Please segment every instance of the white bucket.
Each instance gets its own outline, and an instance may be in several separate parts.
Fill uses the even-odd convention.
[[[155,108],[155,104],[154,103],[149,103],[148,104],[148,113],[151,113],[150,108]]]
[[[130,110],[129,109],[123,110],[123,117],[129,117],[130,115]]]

◆ ◆ ◆ ◆ ◆ ◆ ◆

Goal:
Copy the records above word for word, with no changes.

Result for this exercise:
Please segment every instance of the white bucket.
Each instance gets its own outline, and an instance may be in several separate parts.
Fill uses the even-odd convention.
[[[155,108],[155,104],[154,103],[149,103],[148,104],[148,113],[151,113],[150,108]]]
[[[130,110],[129,109],[123,110],[123,117],[129,117],[130,115]]]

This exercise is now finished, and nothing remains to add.